====== Dataset records

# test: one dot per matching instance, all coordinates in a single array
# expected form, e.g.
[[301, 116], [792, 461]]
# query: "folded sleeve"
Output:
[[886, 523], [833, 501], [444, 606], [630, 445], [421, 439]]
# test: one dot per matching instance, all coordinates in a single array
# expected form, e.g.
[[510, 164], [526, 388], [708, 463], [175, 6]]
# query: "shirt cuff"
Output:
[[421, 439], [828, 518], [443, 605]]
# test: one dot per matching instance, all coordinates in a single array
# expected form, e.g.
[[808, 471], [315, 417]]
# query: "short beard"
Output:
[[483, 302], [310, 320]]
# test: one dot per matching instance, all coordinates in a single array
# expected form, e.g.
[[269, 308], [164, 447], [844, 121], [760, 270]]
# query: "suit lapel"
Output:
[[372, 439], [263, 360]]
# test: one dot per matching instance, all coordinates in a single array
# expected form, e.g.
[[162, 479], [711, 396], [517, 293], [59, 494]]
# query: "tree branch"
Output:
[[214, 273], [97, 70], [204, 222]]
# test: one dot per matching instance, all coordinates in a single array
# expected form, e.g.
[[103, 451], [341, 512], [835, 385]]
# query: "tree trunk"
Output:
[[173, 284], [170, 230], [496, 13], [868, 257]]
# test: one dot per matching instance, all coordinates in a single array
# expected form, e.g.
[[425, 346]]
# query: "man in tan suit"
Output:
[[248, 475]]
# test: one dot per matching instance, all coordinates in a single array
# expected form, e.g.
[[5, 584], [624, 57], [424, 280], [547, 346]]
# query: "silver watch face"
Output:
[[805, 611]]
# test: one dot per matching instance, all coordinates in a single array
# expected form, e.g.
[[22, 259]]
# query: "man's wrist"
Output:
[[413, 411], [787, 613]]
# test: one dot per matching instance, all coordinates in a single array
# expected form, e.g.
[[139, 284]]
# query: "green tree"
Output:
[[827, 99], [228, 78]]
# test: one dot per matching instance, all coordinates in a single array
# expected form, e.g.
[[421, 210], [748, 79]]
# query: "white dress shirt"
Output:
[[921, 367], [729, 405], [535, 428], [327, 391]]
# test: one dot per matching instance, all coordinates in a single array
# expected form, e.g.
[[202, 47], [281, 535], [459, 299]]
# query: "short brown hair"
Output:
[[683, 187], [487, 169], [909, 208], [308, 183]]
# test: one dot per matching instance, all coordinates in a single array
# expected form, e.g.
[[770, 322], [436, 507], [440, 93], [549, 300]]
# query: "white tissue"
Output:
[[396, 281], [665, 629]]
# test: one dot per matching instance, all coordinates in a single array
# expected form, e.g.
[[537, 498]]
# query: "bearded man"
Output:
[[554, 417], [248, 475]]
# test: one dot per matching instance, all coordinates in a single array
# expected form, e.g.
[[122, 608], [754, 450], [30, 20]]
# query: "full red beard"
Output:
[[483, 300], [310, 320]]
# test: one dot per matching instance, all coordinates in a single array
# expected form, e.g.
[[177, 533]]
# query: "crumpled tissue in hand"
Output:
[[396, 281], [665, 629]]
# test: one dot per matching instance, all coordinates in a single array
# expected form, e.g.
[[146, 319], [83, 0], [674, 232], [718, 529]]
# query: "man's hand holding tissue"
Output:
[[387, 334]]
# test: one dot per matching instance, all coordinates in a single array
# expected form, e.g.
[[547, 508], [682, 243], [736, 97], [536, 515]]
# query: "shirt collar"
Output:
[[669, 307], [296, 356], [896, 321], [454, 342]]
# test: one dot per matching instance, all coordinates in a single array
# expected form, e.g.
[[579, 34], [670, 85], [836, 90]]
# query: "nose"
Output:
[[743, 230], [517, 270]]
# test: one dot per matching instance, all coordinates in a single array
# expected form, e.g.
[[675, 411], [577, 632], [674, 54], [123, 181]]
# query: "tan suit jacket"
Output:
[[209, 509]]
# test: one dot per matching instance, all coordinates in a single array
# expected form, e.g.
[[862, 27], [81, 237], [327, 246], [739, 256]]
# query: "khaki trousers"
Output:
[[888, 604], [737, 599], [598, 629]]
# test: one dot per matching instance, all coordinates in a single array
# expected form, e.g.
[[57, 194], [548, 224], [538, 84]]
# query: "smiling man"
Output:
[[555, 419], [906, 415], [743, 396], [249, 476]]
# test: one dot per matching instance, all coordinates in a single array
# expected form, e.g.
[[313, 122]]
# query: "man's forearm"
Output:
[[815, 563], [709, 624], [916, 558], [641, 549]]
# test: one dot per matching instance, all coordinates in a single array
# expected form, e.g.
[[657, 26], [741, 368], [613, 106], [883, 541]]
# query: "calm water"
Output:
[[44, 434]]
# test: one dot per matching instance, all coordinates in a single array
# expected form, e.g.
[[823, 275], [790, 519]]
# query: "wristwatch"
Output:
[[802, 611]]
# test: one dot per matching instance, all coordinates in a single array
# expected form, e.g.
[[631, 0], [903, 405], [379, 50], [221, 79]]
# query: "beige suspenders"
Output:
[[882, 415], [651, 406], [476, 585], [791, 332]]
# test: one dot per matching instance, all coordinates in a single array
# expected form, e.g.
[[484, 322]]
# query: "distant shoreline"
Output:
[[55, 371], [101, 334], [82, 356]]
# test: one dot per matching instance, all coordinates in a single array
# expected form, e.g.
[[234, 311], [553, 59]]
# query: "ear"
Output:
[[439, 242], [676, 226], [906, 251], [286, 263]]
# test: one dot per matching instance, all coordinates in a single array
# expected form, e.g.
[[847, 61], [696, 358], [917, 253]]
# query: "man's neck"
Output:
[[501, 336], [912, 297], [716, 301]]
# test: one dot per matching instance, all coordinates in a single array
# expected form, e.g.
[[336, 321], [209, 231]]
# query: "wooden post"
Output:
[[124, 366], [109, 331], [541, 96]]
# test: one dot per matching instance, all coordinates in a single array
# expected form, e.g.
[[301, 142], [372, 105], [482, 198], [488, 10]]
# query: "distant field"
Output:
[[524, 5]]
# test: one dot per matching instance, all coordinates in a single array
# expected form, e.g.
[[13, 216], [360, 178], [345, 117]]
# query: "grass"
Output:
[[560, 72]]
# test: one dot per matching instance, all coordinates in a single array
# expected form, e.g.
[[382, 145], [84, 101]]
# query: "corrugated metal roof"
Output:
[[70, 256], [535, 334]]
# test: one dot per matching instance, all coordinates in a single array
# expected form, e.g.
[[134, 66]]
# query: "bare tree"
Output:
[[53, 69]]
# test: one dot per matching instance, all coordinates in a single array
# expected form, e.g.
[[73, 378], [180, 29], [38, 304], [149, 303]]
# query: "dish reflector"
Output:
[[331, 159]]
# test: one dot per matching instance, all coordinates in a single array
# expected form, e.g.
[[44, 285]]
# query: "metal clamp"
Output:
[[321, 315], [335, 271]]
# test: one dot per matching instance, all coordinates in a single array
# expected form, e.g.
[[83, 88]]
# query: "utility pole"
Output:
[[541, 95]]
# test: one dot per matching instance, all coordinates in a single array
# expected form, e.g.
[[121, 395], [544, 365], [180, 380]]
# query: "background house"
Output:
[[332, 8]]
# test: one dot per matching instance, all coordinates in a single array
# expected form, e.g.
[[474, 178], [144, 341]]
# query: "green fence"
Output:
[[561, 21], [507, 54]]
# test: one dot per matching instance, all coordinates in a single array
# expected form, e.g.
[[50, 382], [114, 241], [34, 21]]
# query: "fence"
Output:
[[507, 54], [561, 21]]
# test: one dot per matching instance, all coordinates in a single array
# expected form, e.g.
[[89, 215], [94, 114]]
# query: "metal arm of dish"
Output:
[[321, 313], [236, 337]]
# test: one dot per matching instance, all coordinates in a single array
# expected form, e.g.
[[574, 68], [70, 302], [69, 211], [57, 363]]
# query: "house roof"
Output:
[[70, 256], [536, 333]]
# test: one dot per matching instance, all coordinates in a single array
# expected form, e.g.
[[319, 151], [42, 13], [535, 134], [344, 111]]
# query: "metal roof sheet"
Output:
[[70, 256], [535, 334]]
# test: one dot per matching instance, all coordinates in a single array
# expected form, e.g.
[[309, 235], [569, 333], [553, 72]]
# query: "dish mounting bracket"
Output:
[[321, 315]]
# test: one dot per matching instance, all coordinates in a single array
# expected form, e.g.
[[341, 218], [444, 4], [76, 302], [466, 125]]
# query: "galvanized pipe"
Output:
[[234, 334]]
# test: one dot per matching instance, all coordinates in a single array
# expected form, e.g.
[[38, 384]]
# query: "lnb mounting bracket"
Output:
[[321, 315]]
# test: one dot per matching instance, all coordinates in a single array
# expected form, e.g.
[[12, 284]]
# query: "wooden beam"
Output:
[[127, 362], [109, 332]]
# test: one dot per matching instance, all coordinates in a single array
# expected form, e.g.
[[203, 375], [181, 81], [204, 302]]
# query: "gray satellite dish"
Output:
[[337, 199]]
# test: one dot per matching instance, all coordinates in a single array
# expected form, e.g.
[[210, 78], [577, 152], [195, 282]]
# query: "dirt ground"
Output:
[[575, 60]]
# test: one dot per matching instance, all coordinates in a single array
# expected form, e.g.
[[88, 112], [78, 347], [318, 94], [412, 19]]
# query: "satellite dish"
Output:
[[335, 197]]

============

→ Task statement: Select each line in the records above that contains the word "suit", and reproduce those lines in their original order.

→ Answer to this problem:
# query: "suit lapel"
# query: "man in tan suit"
# query: "tan suit jacket"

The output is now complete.